MATERIAL PROVIDED:

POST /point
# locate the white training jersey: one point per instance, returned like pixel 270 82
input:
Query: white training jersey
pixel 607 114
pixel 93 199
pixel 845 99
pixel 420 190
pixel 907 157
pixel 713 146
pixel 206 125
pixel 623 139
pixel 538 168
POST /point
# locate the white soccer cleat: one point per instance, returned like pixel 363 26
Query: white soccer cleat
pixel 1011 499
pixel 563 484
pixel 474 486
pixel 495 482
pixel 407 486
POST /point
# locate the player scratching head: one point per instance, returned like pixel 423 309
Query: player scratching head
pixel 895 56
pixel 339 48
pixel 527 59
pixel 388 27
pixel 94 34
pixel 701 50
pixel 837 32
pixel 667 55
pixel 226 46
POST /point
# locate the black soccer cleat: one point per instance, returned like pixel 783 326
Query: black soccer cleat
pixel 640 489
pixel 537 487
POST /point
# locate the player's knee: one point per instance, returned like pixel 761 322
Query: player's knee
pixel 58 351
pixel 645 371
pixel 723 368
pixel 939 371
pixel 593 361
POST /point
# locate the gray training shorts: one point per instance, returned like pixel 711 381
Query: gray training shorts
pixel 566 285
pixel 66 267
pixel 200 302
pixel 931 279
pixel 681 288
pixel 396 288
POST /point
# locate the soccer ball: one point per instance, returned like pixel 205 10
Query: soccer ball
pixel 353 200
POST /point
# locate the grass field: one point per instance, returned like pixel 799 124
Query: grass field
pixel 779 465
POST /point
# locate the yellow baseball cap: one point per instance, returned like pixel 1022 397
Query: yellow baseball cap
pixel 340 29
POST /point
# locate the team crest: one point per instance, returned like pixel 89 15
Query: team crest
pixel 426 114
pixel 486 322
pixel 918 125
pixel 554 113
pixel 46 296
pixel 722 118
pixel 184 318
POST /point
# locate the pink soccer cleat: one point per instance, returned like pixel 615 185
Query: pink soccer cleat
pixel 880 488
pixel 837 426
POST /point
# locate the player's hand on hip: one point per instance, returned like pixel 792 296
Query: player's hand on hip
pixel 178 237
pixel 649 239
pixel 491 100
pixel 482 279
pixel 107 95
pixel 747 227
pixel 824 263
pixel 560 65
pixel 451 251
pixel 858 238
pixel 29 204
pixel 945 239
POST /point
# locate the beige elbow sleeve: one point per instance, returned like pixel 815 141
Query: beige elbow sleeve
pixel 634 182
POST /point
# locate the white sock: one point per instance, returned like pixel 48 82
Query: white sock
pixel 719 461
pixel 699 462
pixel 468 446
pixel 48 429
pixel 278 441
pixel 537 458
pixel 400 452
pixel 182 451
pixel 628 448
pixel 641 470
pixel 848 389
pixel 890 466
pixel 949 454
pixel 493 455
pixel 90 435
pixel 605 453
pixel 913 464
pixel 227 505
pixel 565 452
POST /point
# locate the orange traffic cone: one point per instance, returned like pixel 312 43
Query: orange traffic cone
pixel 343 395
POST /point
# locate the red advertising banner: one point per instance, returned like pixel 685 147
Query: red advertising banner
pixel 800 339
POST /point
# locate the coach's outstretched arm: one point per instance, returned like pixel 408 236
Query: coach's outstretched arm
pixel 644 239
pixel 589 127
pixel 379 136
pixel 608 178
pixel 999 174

STATED EXERCISE:
Edit the items above so that every "soccer cleat" becomes "football boot", and give them back in full with everything else unchanged.

SOLUTION FOR THIS EXERCISE:
POST /point
# locate the white training jersey: one point per instance, returned like pixel 270 82
input:
Query: white training jersey
pixel 607 114
pixel 93 199
pixel 845 99
pixel 420 190
pixel 907 157
pixel 713 146
pixel 206 125
pixel 623 139
pixel 538 168
POST /point
# locate the white football boot: one point per instance, returned like pixel 363 26
Query: white football boot
pixel 1011 499
pixel 563 484
pixel 474 486
pixel 495 482
pixel 407 486
POST /point
# locate the player scratching head: one point per instance, returned like pixel 423 309
Query: player scratching head
pixel 895 56
pixel 339 48
pixel 527 59
pixel 388 27
pixel 94 34
pixel 701 50
pixel 837 32
pixel 667 55
pixel 226 46
POST /point
# locate the black football boot: one point per instance, returned like pixel 783 326
Query: black football boot
pixel 640 489
pixel 537 487
POST /point
# locate the player's knee: one point per instance, returned like pixel 761 322
Query: player's knee
pixel 58 351
pixel 645 371
pixel 723 368
pixel 939 371
pixel 593 361
POST /point
# locate the gray training shorts: one point per instance, returned like pixel 711 381
Query: gray training shorts
pixel 566 285
pixel 66 267
pixel 200 302
pixel 931 279
pixel 681 288
pixel 396 288
POST /point
# locate the soccer ball: one point per instance, returned like pixel 205 10
Query: soccer ball
pixel 353 200
POST /point
# locate the grass field: one point per instance, returned like pixel 799 124
Query: grass field
pixel 779 465
POST /point
# locate the yellow baseball cap: one point per instance, returned like pixel 1022 397
Query: yellow baseball cap
pixel 340 29
POST /point
# locate the team crest: one point per instance, returned like pixel 89 15
Query: team crest
pixel 426 114
pixel 486 322
pixel 918 125
pixel 554 113
pixel 46 296
pixel 722 118
pixel 184 318
POST /point
# locate the pink football boot: one point per instance, returned like pixel 615 185
Query: pink football boot
pixel 880 488
pixel 837 426
POST /point
# locate the player's hand on hip: one point per instance, returned like pixel 792 296
Query: player's hand on hip
pixel 178 237
pixel 649 239
pixel 491 100
pixel 482 279
pixel 107 95
pixel 747 227
pixel 824 263
pixel 560 65
pixel 451 251
pixel 858 238
pixel 29 204
pixel 945 239
POST /point
# locate the beige elbow sleeve: one point per instance, returned like pixel 815 141
Query: beige elbow sleeve
pixel 634 182
POST /point
# locate the white sock: one point per instance, returned like pixel 48 82
Query: white sock
pixel 719 461
pixel 699 462
pixel 468 446
pixel 48 429
pixel 278 441
pixel 537 458
pixel 400 452
pixel 182 451
pixel 628 448
pixel 641 470
pixel 848 389
pixel 890 466
pixel 949 454
pixel 493 455
pixel 90 435
pixel 605 453
pixel 913 464
pixel 227 505
pixel 565 452
POST /point
# locate the orange traffic cone: one point per instance, returned like pixel 312 43
Query: orange traffic cone
pixel 343 395
POST /point
# locate the red advertising banner: one point per instance, returned like pixel 685 147
Query: red advertising banner
pixel 800 339
POST /point
# locate the coach's outstretched arm: one point per instance, returned like pixel 408 236
Query: coach's outstretched arm
pixel 644 239
pixel 589 127
pixel 379 136
pixel 608 178
pixel 999 174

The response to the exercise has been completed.